Exercise prompt:
Every record that follows must be duplicated exactly, with images left out.

- - -

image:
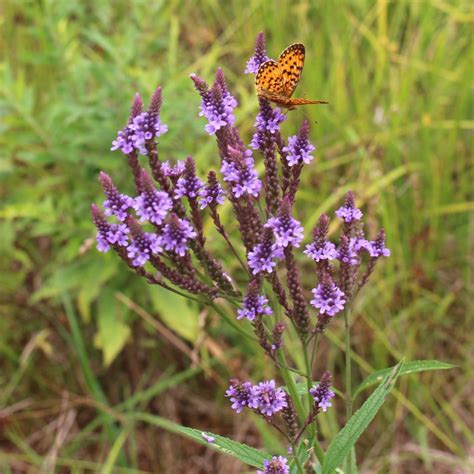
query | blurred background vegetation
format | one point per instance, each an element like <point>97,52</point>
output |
<point>83,340</point>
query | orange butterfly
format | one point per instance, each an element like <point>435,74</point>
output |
<point>277,80</point>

- - -

Answer to this exercise:
image:
query | blurred background vegetation
format | one point per instance, each an element like <point>97,52</point>
output |
<point>83,340</point>
query | orange butterfly
format | one point per instance, each an element like <point>435,74</point>
output |
<point>277,80</point>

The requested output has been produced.